» **TAREA ESCRITA**: Localiza, por favor, todas las líneas de los registros que contengan la palabra "black" y cópialas. Se distingue entre mayúsculas y minúsculas.

━━━ ENTRADAS ━━━

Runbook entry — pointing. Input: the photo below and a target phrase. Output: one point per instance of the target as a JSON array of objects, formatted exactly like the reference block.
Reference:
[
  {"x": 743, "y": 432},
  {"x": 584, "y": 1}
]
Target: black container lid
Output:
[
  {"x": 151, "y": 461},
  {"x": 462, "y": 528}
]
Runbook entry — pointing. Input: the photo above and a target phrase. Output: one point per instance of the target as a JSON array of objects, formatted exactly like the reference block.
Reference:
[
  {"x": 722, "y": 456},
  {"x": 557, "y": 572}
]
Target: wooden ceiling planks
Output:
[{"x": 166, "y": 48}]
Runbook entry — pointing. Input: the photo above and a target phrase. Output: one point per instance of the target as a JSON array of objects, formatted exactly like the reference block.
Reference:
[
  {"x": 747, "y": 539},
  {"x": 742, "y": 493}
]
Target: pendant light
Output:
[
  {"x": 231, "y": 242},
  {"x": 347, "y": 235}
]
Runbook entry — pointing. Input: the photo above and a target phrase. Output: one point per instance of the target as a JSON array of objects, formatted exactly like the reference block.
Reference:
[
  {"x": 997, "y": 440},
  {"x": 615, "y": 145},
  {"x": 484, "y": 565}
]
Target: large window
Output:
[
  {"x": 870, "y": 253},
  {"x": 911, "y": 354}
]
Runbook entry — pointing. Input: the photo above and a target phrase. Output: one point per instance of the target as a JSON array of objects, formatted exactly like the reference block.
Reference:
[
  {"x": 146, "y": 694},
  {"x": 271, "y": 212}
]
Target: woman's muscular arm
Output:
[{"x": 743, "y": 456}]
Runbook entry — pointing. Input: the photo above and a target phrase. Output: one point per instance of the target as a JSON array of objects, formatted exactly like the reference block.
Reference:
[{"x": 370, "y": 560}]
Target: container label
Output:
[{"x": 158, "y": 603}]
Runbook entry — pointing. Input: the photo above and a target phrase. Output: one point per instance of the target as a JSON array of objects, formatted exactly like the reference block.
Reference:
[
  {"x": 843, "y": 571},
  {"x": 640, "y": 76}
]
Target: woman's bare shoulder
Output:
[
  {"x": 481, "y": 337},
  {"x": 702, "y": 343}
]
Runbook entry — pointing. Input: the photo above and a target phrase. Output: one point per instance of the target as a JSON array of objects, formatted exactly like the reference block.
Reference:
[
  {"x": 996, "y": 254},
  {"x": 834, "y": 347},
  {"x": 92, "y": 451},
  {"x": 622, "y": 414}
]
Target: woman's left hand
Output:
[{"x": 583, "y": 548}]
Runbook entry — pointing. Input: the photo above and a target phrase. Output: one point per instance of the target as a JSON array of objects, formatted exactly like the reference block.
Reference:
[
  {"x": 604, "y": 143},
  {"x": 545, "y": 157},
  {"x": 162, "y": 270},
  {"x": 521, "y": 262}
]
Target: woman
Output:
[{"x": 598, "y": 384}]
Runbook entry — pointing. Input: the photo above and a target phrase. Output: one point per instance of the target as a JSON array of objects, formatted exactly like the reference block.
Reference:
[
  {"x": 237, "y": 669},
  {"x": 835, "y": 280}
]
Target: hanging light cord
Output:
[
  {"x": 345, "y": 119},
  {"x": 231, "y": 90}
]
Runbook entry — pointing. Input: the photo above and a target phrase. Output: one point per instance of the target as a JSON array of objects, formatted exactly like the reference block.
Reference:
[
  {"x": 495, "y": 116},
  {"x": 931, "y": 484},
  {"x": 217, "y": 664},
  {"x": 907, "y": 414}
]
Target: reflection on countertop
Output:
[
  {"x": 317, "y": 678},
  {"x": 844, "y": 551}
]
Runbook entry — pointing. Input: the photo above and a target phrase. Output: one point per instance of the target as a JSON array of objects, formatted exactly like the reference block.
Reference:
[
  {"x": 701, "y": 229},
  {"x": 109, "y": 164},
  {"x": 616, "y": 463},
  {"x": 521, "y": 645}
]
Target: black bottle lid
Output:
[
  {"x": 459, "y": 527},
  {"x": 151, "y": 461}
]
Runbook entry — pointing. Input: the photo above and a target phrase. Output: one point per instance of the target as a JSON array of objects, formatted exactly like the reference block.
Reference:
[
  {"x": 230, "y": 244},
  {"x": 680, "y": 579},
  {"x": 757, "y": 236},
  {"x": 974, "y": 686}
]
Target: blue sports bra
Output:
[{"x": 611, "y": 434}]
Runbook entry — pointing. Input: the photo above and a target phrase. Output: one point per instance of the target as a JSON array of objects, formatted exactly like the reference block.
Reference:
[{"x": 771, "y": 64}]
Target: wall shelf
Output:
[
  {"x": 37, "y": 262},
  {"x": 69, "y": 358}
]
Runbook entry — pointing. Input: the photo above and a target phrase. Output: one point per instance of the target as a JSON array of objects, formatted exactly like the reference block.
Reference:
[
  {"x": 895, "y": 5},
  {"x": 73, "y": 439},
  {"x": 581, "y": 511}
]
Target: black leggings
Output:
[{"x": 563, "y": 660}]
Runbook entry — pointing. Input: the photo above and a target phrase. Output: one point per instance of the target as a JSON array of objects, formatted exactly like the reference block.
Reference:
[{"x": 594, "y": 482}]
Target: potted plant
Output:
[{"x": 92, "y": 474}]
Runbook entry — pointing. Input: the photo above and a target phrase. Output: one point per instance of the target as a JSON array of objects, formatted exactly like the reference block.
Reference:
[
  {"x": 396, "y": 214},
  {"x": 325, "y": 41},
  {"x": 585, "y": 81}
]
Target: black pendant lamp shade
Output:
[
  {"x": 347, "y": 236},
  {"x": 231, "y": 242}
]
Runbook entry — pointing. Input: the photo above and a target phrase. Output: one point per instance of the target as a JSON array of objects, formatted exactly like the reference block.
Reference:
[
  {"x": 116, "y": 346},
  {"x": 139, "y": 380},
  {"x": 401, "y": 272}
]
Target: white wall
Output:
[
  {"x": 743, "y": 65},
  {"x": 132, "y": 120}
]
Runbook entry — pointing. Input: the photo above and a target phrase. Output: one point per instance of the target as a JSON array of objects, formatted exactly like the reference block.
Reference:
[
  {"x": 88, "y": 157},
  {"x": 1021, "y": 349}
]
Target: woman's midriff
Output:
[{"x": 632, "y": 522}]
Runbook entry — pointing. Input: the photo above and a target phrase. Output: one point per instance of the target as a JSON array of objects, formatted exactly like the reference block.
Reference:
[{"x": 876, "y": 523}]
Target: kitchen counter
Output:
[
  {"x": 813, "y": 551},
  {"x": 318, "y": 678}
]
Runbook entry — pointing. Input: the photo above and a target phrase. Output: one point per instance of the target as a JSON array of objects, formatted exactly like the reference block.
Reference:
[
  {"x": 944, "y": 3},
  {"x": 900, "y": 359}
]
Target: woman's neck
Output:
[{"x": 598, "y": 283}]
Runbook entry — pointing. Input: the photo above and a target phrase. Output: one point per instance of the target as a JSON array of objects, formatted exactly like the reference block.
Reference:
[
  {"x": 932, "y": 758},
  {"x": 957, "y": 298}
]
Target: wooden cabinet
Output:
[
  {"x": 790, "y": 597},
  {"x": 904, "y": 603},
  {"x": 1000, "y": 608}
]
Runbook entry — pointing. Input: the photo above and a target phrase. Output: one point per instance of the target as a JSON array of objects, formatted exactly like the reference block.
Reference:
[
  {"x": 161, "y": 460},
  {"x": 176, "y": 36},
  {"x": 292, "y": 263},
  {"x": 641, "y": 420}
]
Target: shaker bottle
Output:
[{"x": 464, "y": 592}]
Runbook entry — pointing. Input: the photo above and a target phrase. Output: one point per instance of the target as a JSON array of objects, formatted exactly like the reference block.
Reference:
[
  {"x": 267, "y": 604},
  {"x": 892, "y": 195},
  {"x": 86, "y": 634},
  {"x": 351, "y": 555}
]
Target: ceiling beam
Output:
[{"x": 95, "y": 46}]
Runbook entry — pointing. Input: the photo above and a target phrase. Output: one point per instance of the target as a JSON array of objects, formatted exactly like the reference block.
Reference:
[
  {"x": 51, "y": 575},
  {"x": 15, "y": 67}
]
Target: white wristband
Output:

━━━

» **SOLUCIÓN ESCRITA**:
Target: black container lid
Target: black bottle lid
Target: black leggings
Target: black pendant lamp shade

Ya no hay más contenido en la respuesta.